PASSAGE SHOWN
__________

Register allocation

1 Introduction

The problem of register allocation consists in rewriting a program that makes use of an unbounded number of local variables — also called virtual or pseudo-registers — into one that only makes use of machine registers.

If there are not enough machine registers to store all variables, one or several of them must be "spilled", that is stored in memory instead of in a register.

Register allocation is one of the very last phases of the compilation process — typically only instruction scheduling comes later. It is performed on an intermediate language that is extremely close to machine code.

In this lesson, we will study register allocation in the context of an RTL language with the following characteristics:

  • apart from n machine registers R0, …, Rn-1, an unbounded number of virtual registers v0, v1, … are available before register allocation,
  • machine registers that play a special role, like the link register (containing the return address), are identified with a non-numerical index, e.g. RLK; they are real registers nevertheless.

To illustrate register allocation techniques, we will use a function computing the greatest common divisor of two numbers using Euclid's algorithm. It is presented in the image below, both as L3 code and as RTL code. Notice that the RTL version is the one after register allocation has been performed.

acc20_08_reg-alloc;004;ct_280.png

The image below shows how the RTL version of that program could look both before and after register allocation. Notice the use of several virtual registers in the version on the left.

acc20_08_reg-alloc;005;ct.png

In the following, we will present two commonly used register allocation techniques:

  1. one based on graph coloring, which is relatively slow but produces very good results, and is therefore mostly used in batch compilers,
  2. one based on a linear scan of the program, which is fast but produces worse results, and is therefore mostly used in JIT compilers.

Both techniques are said to be global, which is a slightly misleading term that means that they allocate registers for a whole function at a time.

2 Allocation by graph coloring

The problem of register allocation can be reduced to the well-known problem of graph coloring, as follows:

  1. The interference graph is built. It has one node per register — real or virtual — and two nodes are connected by an edge iff their registers are simultaneously live.
  2. The interference graph is colored with at most K colors — where K is the number of available registers — so that all nodes have a different color than all their neighbors.

This is not as easy as it seems, though, since the coloring problem is NP-complete for arbitrary graphs, and a K-coloring might not even exist. We will see later how to deal with these issues.

The images below illustrates the idea of register allocation by graph coloring on our running example. First, the interference graph is built, based on live variable analysis:

acc20_08_reg-alloc;009;ct.png

Then, the graph is colored with 4 colors, producing the result below, which is interesting in that it leads to several instructions being removed:

acc20_08_reg-alloc;011;ct.png

The coloring above is not the only valid 4-coloring of the interference graph, and the image below presents another one. This alternative coloring is worse than the previous one, in that it does not lead to any instruction being removed.

acc20_08_reg-alloc;012;ct.png

As this example illustrates, not all valid K-colorings are equivalent, and we will see later how we can try to obtain the good ones.

2.1 Coloring by simplification

Since the graph coloring problem is NP-complete, it cannot be solved optimally in a real compiler: heuristic techniques have to be used instead.

__________

EXTRACTED RECORDS
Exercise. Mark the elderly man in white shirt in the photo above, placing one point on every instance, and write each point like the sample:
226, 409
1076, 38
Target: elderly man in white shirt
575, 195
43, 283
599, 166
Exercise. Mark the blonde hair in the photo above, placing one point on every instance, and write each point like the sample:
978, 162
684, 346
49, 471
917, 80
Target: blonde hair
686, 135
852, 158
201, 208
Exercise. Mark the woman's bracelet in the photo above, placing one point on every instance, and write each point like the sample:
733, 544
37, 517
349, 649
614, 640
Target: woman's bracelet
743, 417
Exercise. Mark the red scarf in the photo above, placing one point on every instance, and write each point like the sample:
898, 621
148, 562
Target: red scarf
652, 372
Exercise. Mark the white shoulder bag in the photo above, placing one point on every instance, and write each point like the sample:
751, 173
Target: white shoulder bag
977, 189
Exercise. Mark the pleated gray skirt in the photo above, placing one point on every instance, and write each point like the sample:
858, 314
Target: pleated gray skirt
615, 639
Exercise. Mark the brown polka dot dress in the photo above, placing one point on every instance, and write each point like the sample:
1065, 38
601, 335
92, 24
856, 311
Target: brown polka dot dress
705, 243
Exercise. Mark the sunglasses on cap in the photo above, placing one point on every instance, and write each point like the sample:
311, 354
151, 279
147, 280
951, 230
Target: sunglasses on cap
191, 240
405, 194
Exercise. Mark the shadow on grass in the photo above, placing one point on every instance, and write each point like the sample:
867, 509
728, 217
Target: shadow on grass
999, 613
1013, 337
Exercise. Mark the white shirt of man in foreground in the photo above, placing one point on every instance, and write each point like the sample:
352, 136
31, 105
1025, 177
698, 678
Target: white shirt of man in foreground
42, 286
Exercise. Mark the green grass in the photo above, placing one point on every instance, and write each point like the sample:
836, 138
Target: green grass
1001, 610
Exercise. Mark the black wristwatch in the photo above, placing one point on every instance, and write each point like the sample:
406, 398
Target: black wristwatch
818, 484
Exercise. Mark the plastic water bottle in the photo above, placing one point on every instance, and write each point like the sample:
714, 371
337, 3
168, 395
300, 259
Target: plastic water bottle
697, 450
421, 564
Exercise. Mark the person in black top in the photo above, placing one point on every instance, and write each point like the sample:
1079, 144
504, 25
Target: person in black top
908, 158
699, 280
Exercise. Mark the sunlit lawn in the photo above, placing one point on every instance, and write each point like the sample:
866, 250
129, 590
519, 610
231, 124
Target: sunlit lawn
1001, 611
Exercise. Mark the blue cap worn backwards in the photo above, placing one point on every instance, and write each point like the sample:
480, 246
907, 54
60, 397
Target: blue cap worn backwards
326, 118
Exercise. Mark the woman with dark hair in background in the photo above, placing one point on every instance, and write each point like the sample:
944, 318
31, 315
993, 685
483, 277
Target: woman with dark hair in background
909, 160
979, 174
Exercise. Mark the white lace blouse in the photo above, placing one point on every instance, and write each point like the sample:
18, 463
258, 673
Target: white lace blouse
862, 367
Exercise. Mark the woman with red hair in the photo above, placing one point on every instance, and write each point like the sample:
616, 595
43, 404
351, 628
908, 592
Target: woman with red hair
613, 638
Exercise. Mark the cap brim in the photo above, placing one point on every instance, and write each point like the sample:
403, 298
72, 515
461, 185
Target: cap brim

__________

GOAL
According to the register allocation lesson, which compilation phase typically comes after register allocation? Rely only on the register allocation lesson, not on the material.

OUTPUT BELOW
Instruction scheduling.